## Assigned task
Return the following from the records below: each line, word for word, starting with the line that contains "positive clicks: (20, 271)" and going on through the line that contains "box: [0, 255, 32, 279]", with nothing outside that range.

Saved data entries

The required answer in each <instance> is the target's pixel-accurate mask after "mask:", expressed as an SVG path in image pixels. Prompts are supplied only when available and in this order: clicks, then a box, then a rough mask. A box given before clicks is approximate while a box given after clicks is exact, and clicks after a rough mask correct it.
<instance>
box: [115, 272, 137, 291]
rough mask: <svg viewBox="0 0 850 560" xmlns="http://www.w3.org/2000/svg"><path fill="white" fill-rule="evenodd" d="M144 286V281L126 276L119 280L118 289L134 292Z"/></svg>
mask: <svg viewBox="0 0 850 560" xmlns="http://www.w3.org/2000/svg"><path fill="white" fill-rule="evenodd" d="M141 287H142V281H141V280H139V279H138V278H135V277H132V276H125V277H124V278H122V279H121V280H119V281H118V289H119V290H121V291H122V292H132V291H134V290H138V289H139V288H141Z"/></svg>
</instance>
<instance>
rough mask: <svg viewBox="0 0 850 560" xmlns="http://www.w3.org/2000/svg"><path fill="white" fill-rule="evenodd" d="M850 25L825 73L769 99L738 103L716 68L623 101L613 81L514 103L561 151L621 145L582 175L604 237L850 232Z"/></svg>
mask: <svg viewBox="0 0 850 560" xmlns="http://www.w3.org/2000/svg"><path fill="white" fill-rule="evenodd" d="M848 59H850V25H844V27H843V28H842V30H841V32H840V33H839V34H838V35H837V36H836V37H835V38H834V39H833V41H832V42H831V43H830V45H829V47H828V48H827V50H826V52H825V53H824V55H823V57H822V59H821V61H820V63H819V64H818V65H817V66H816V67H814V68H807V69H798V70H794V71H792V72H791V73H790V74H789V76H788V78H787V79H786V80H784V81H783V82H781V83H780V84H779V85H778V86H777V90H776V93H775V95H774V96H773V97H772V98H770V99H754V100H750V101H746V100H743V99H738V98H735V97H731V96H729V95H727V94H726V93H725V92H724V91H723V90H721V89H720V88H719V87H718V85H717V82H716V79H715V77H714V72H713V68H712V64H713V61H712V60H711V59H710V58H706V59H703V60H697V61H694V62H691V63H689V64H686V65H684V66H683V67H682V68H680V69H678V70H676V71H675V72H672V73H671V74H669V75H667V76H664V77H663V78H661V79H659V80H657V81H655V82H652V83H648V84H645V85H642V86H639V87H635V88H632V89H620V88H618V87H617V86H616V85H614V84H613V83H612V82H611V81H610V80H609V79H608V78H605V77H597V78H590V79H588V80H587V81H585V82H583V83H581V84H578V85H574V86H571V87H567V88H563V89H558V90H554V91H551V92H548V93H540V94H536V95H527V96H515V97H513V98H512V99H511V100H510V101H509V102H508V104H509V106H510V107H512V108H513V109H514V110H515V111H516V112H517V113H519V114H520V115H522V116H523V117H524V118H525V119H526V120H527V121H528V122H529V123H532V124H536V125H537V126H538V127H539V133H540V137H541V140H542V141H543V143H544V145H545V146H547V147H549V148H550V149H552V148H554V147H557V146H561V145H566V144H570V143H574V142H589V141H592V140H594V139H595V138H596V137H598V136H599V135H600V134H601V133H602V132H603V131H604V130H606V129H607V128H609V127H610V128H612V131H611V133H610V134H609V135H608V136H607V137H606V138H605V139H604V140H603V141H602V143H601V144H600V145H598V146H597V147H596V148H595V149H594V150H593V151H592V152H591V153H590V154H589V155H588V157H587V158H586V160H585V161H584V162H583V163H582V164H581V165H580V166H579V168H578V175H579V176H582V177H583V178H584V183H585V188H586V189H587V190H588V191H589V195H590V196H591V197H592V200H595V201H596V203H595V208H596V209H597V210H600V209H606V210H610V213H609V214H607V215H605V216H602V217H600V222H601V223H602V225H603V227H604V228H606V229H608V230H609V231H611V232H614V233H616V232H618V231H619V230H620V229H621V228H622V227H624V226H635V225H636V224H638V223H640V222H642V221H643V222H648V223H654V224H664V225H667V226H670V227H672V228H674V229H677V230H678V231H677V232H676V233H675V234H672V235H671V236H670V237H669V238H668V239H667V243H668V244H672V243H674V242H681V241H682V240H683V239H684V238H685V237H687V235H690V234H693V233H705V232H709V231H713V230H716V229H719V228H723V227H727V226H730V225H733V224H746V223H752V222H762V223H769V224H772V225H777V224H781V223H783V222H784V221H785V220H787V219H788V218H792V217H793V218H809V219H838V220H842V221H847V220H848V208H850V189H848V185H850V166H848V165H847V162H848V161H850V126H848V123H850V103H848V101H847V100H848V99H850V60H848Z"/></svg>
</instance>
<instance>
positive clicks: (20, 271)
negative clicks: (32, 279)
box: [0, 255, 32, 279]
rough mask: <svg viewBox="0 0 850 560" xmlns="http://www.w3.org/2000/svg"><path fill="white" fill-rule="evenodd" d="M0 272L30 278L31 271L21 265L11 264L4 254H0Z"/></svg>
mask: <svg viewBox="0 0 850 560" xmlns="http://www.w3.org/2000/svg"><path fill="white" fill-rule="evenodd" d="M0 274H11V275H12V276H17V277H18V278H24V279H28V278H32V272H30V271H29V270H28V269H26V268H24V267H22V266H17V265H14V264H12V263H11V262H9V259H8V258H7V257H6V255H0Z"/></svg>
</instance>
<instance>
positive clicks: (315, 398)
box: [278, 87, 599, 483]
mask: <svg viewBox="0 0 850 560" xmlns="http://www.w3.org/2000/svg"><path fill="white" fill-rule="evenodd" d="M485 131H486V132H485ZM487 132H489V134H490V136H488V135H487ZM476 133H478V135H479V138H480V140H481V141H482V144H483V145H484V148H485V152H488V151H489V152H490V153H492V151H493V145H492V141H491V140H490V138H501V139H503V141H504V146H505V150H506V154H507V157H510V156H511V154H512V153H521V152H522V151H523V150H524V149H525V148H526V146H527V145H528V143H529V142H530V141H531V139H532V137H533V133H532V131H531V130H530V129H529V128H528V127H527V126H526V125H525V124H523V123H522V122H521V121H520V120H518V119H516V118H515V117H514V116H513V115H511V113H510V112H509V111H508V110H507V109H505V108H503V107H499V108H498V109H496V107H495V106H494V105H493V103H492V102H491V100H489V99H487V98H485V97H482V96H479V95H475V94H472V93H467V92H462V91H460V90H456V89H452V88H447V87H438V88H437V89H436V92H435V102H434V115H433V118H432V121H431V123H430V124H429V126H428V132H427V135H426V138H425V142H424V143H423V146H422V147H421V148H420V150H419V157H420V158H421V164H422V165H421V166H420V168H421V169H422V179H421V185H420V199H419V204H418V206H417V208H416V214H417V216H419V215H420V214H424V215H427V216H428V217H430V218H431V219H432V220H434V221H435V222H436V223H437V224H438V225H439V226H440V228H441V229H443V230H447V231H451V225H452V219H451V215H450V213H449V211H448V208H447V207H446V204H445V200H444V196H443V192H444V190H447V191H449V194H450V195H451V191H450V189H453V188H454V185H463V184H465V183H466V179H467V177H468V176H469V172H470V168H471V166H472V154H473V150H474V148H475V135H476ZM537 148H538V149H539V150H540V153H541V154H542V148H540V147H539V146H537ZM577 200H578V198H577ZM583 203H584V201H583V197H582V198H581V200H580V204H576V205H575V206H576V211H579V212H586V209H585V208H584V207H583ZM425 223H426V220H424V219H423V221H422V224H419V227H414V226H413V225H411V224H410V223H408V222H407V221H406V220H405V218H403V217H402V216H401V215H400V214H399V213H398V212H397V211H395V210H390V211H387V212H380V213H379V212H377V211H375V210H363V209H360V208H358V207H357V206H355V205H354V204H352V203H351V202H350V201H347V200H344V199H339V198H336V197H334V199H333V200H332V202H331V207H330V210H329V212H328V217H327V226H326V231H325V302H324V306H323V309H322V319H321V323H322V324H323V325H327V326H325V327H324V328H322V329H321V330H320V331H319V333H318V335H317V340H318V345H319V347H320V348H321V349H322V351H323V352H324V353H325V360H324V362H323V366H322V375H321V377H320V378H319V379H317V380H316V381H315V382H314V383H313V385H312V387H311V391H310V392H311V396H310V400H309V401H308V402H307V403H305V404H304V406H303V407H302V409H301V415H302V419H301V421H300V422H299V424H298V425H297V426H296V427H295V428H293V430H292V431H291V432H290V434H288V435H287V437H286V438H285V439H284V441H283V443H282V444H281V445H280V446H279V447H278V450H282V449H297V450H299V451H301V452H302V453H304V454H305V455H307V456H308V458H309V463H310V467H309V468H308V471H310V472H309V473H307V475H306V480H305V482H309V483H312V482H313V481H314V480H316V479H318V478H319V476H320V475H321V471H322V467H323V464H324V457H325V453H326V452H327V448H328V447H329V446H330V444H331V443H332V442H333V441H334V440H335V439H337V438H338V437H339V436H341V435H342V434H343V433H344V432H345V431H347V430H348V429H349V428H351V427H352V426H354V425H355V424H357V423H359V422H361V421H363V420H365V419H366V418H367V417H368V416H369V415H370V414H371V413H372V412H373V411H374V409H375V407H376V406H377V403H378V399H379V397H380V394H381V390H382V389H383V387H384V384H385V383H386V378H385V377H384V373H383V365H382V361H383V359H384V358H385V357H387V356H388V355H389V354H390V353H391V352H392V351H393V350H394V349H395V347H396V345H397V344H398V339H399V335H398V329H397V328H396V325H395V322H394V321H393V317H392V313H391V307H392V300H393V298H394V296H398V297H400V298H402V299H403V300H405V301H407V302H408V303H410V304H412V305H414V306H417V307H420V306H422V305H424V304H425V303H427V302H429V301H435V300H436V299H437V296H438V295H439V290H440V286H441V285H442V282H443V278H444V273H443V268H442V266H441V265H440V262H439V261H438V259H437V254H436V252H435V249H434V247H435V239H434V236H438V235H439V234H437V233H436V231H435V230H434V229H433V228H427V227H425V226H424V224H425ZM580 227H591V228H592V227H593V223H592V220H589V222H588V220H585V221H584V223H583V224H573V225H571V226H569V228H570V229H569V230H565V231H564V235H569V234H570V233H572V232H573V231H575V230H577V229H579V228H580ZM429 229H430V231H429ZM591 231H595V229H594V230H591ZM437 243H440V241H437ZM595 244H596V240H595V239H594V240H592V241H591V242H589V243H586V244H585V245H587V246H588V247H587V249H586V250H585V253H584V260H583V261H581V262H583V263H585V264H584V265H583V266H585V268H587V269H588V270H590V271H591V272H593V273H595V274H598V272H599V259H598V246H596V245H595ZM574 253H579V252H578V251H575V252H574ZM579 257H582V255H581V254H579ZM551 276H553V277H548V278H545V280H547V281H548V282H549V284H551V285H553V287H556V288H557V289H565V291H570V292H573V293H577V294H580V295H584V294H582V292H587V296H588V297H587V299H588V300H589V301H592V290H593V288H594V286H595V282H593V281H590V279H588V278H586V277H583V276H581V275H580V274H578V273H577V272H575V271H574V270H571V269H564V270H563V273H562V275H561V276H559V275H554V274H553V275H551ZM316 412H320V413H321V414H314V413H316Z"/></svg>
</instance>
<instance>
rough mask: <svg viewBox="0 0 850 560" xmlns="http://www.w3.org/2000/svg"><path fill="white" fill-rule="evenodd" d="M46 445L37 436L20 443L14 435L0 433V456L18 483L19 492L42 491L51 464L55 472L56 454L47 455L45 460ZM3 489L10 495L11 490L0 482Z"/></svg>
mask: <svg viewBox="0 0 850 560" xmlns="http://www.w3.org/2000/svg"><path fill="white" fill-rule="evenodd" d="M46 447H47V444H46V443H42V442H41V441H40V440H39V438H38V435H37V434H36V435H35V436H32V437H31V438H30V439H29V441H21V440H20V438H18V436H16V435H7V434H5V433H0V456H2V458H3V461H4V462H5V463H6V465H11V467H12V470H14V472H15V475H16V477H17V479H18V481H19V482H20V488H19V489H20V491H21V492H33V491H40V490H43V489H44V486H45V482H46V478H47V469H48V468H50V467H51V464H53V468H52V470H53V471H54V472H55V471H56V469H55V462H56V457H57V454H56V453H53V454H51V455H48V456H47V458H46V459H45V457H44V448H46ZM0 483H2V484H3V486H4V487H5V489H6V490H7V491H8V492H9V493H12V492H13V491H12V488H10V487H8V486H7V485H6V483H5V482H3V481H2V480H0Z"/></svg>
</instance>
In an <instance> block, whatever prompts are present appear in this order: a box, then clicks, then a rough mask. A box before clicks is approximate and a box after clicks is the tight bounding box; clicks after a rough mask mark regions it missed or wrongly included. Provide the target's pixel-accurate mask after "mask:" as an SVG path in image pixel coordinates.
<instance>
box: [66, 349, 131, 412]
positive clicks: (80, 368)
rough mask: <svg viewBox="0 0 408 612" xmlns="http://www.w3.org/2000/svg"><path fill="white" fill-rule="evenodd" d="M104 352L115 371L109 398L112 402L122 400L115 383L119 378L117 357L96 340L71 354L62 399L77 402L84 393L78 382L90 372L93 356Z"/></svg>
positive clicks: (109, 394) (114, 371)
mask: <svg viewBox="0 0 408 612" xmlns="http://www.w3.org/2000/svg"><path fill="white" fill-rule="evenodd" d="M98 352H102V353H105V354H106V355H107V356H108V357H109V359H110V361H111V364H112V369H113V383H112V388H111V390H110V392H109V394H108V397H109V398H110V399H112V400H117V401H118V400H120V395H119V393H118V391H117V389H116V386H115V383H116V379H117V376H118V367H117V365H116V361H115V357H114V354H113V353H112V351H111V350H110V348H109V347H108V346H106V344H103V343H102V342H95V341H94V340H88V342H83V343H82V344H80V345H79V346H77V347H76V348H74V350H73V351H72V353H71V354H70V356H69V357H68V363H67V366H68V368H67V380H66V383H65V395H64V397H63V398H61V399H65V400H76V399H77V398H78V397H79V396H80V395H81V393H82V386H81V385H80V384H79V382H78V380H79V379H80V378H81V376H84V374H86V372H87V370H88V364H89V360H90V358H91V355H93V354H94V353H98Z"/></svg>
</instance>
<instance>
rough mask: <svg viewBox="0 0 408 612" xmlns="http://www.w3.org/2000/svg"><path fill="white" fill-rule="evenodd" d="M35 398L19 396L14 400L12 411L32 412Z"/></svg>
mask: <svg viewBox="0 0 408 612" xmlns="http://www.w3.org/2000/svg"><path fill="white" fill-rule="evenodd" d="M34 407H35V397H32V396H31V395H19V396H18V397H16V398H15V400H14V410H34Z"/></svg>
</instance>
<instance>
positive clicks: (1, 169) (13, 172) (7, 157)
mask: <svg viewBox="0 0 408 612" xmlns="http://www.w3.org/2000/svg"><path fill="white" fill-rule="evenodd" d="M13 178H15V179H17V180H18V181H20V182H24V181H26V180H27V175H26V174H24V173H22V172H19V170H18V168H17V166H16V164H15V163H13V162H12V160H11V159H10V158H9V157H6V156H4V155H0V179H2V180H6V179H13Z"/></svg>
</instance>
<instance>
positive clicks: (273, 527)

## Exercise result
positive clicks: (20, 271)
negative clicks: (32, 279)
box: [0, 255, 32, 279]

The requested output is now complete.